■ TEXT PASSAGE
# UFC 121- Lesnar Vs Cain Velasquez



## Nitro (Oct 23, 2010)

Prelims at 9 PM for free on Spike... then we will see if Lesnar can be beaten. 10PM on PPV.

I will admit, he has improved. 

There is also an opportunity to see Tito Ortiz fight ( if interested) he is facing Matt Hamill...


----------



## builderrwc (Oct 23, 2010)

Someone hit me up with a link...


----------



## slightly grayling (Oct 23, 2010)

This should be a good one to watch, but I think Velasques' prime is unfortunate timing......Kinda like George Forman...he could have been King George for years if he had peaked before or after Ali had reached his zenith....I think Cain is probably going to get run over...


----------



## Nitro (Oct 23, 2010)

First fight of the main card- 

Gonzaga vs Brendan Schaub........ a snoozer. Gonzaga never got in a groove against the boxer. 

Schaub by decision......


----------



## Nitro (Oct 23, 2010)

Tito Ortiz vs Matt Hamill- 

Tito has been talking his usual smack.... let's see what he's got left.


----------



## Nitro (Oct 23, 2010)

Matt Hamill dominated Tito. Out punching him and taking him down at will......took pages from the Ortiz playbook..ground and  pound to end the fight.

Decision Hamill. Tito's face is a mess.


----------



## Nitro (Oct 23, 2010)

Diego Sanchez vs Jits Ace Paulo Thiago..........I like Thiago in this one...


----------



## Nitro (Oct 23, 2010)

Great first round. Great exchanges and some excellent submission attempts by Thiago.  His Jits is outstanding.


----------



## Nitro (Oct 23, 2010)

Great scrambles. A standing body slam by Sanchez! Awesome fight!


----------



## Nitro (Oct 23, 2010)

Diego Sanchez is dominating on the ground now. Thiago is gassed...

This is an excellent battle. Sanchez looks great.

Sanchez by decision.


----------



## Nitro (Oct 24, 2010)

Jake Shields vs Kampmen....

Shields by split decision. Sloppy win for a highly vaunted grappler.

Lesnar vs Velasquez up next.


----------



## Nitro (Oct 24, 2010)

Lesnar is a giant. That is all.


----------



## Nitro (Oct 24, 2010)

Round one.....they meet in the center of the ring. Lesnar attempt a takedown and is stuffed.Flying knee attempt by Lesnar and an exchange. 

 Lesnar attempts again and succeeds. Cain gets to his feet. Against the fence now.

Cain separates. Exchange. Lesnar is taken down. Velasquez is punching. Lesnar is stumbling. Cain is punching away. Lesnar is taken down and pummeled. Cain has him tied up now. Punches from the top.

Lesnar is covering up and taking punches.

Cain is pounding the champion. TKO!!!!!!! 

Cain Velasquez dominated the Monster and defeats him in the first Round!!!!!!! WOW!!!

Lesnar is bloodied and beaten.


----------



## Nitro (Oct 24, 2010)

Lesnar has a new scar and an empty spot around his waist.

Awesome! Velasquez moves to 9-0.

Lesnar is surprisingly humble in defeat. No Coronas nor burritos for Lesnar tonight. ( as he promised).


----------



## GoldDot40 (Oct 24, 2010)

■ RECORD LIST
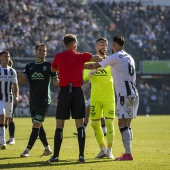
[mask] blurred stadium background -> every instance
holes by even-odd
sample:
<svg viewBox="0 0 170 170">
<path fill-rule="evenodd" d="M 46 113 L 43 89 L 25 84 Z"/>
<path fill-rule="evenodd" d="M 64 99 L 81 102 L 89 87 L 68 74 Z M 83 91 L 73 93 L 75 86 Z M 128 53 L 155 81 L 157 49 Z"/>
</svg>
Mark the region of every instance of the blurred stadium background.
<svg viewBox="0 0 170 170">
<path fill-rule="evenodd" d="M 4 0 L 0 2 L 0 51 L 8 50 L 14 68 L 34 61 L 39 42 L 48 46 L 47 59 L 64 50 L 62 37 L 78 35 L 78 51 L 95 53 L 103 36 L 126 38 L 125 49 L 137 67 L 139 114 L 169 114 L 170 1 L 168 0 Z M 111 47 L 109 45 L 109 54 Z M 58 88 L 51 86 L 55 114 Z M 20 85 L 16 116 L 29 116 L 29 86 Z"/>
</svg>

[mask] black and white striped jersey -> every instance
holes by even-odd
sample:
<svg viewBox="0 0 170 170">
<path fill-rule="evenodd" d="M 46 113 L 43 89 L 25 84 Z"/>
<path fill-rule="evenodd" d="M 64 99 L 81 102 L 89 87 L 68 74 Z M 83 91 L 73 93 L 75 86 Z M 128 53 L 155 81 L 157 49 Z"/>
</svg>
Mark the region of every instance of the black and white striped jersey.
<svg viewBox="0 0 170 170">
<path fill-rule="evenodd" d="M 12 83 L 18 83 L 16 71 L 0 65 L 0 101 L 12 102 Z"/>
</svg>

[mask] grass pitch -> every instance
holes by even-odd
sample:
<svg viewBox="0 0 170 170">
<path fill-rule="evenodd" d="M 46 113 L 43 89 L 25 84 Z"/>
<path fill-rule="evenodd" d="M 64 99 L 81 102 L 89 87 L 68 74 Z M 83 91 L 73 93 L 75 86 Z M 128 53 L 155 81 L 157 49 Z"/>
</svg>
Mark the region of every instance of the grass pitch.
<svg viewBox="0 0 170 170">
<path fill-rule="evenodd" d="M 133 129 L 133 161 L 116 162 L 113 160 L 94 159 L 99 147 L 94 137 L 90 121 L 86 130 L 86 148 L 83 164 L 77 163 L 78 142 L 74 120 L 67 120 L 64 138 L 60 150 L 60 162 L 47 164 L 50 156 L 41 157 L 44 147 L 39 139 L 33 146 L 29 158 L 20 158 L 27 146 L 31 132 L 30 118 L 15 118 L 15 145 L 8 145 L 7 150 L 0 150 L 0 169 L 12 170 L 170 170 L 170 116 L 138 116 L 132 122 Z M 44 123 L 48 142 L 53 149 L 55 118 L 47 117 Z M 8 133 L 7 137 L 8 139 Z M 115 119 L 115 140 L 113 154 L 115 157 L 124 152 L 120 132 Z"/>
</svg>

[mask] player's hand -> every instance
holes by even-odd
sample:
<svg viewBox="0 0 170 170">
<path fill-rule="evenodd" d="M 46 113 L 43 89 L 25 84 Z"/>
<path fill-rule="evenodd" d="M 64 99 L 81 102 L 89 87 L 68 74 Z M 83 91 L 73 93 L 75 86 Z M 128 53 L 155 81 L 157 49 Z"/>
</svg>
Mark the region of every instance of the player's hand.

■ TASK INSTRUCTIONS
A. List every username that heads a post in the UFC 121 thread.
B. From the UFC 121 thread, print the passage that begins at the words "Great scrambles. A" and stops after "Sanchez looks great.".

■ SOLUTIONS PER TASK
A. Nitro, builderrwc, slightly grayling, GoldDot40

B.
Great scrambles. A standing body slam by Sanchez! Awesome fight!


----------



## Nitro (Oct 23, 2010)

Diego Sanchez is dominating on the ground now. Thiago is gassed...

This is an excellent battle. Sanchez looks great.